Records from a data collection
++++
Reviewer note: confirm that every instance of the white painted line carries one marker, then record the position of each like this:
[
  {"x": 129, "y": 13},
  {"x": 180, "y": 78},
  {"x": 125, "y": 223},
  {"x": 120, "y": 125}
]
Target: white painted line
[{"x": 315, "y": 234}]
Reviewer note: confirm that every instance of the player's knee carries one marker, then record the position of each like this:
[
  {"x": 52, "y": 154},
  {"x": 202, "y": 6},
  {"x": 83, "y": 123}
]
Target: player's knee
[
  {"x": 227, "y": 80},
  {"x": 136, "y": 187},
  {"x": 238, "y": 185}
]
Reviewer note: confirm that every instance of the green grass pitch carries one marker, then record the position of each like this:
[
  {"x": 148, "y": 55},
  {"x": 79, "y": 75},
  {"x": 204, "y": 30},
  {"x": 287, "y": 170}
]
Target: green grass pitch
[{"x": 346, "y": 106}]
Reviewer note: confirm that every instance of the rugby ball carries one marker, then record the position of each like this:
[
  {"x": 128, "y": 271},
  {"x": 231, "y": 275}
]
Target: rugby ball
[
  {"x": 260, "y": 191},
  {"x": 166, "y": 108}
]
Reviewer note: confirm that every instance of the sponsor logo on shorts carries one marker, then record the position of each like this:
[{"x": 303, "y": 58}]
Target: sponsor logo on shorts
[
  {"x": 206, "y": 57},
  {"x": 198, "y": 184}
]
++++
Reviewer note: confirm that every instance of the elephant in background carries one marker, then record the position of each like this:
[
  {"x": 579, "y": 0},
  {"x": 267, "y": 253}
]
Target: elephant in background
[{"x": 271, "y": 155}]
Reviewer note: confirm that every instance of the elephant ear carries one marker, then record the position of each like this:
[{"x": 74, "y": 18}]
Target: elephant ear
++++
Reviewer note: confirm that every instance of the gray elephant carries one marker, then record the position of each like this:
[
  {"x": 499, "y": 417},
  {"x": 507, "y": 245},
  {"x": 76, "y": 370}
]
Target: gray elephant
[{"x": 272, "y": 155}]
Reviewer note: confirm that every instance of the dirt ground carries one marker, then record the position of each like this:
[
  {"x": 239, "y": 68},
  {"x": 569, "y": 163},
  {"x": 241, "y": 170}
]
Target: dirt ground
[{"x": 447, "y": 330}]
++++
WHAT NEEDS TO BE DONE. Output the lines above between the one holding "Reviewer note: confirm that every instance of the elephant ear" and the one holding "Target: elephant ear", inclusive, with nothing before or after them.

ANSWER SPACE.
Reviewer note: confirm that every instance of the elephant ear carries one marker, then record the position of each like this:
[{"x": 74, "y": 18}]
Target: elephant ear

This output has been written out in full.